***** 本文

初期刃付けの状態よりは、切れ・抜け共に向上している筈ですが、物理的に鈍角だった状態よりは「欠け・潰れ」に繋がる条件には御留意の上、御使用を御願い致します。

 

 

 

 

 

 

ウォ―レントーマスのフォールディングナイフ

 

少し前に、兵庫のA様からウォ―レントーマスのフォールディングナイフを送って頂きました。先行して御依頼を頂いて居た分が有りましたので、結構な御待たせ期間を経て先日、研ぎ上がりました。所謂、タントーポイントを持つスタイルのナイフです。

作者?は確か、タクティカル系のナイフを得意とする方で、カスタムグレードの製品をリリースされて居たのでしたか。今回、御送り頂いたナイフも、凝った意匠のチタンブレードにタングステンカーバイドを蒸着した表面仕上げが為されて居るとの事。

**********
***** 演習用レコード

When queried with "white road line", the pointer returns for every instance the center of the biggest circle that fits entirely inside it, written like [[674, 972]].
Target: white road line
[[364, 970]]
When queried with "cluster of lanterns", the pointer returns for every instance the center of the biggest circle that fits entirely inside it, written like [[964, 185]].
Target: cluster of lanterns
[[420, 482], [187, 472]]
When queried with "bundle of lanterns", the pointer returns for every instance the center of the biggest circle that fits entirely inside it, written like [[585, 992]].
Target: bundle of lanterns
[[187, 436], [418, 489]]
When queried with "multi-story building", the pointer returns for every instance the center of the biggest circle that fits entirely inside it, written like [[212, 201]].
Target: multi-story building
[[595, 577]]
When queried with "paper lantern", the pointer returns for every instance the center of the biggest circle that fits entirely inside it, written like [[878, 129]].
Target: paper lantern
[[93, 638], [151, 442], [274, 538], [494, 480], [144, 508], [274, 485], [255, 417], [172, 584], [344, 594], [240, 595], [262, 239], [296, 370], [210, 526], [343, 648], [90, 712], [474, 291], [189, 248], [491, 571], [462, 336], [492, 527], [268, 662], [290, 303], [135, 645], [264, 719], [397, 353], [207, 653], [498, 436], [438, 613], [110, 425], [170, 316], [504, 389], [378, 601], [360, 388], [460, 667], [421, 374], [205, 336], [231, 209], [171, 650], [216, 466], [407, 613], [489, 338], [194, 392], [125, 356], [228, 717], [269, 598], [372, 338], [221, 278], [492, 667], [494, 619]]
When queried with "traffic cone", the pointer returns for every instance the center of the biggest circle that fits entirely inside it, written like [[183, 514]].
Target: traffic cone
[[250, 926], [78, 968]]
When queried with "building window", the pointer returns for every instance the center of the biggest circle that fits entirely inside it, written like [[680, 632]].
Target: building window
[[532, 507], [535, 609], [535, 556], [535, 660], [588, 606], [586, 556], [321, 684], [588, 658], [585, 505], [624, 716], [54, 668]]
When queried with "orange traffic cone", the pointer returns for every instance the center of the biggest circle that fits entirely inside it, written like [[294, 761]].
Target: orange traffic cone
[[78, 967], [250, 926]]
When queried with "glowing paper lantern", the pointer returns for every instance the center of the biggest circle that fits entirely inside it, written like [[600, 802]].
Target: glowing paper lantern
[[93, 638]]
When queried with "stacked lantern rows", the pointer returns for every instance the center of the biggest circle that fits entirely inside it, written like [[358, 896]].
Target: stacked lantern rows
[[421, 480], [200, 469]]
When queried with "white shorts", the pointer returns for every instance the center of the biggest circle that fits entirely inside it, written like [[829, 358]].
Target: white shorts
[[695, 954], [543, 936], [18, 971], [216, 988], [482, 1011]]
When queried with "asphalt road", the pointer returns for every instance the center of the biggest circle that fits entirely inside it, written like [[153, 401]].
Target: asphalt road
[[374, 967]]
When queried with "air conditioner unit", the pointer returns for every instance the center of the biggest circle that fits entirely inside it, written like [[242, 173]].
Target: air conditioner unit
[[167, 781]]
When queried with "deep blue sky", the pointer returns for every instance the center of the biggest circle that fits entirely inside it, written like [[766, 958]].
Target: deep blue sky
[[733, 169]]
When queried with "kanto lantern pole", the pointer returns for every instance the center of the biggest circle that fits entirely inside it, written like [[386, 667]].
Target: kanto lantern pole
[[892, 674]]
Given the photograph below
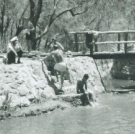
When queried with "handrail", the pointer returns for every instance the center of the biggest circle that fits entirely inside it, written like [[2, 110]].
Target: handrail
[[114, 42], [104, 32]]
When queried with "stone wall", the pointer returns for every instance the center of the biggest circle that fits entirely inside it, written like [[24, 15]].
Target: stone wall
[[26, 82], [123, 69]]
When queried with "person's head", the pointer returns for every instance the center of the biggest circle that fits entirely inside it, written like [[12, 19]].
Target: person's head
[[85, 77], [55, 47], [14, 40], [54, 39]]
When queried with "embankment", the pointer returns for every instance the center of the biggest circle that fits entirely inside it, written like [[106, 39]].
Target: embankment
[[30, 82]]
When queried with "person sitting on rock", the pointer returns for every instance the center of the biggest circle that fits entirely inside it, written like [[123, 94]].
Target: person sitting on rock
[[14, 50], [59, 66], [86, 96], [53, 43]]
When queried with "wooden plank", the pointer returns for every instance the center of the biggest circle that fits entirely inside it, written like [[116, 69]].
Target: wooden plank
[[125, 44], [118, 46], [79, 42], [76, 42], [114, 42], [103, 32]]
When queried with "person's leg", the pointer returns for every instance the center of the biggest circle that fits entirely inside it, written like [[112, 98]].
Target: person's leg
[[11, 57], [92, 97], [82, 98], [67, 72], [19, 55], [62, 78], [56, 74], [87, 99]]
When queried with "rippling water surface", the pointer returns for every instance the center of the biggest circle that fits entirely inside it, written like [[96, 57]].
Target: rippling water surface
[[115, 114]]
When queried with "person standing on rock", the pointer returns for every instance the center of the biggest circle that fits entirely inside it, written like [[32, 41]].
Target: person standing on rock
[[14, 50], [86, 96], [59, 66], [55, 43]]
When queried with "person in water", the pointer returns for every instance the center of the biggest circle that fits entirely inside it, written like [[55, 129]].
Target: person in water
[[86, 97], [14, 50], [56, 63]]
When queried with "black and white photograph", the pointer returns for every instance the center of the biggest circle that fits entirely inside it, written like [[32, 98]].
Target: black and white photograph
[[67, 66]]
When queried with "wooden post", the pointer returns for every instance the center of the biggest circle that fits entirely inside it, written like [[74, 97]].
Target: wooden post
[[76, 42], [94, 44], [89, 43], [125, 45], [118, 46]]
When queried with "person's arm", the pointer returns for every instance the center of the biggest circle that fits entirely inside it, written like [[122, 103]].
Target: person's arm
[[20, 46], [10, 47], [77, 88], [60, 45], [85, 85]]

**********

- **課題の指示**:
**1.** 本文のうち、「少し前に、兵庫のA様からウォ」を含む語句で始まり「仕上げが為されて居るとの事。」で終わる部分を、一字も変えずに引用してもらえますか？
**2.** レコードの冒頭から「[[595, 577]]」を含む行までを、両端の行も含めて、そっくりそのまま書き出してもらえますか？

- **解答**:
**1.**
少し前に、兵庫のA様からウォ―レントーマスのフォールディングナイフを送って頂きました。先行して御依頼を頂いて居た分が有りましたので、結構な御待たせ期間を経て先日、研ぎ上がりました。所謂、タントーポイントを持つスタイルのナイフです。

作者?は確か、タクティカル系のナイフを得意とする方で、カスタムグレードの製品をリリースされて居たのでしたか。今回、御送り頂いたナイフも、凝った意匠のチタンブレードにタングステンカーバイドを蒸着した表面仕上げが為されて居るとの事。

**2.**
When queried with "white road line", the pointer returns for every instance the center of the biggest circle that fits entirely inside it, written like [[674, 972]].
Target: white road line
[[364, 970]]
When queried with "cluster of lanterns", the pointer returns for every instance the center of the biggest circle that fits entirely inside it, written like [[964, 185]].
Target: cluster of lanterns
[[420, 482], [187, 472]]
When queried with "bundle of lanterns", the pointer returns for every instance the center of the biggest circle that fits entirely inside it, written like [[585, 992]].
Target: bundle of lanterns
[[187, 436], [418, 489]]
When queried with "multi-story building", the pointer returns for every instance the center of the biggest circle that fits entirely inside it, written like [[212, 201]].
Target: multi-story building
[[595, 577]]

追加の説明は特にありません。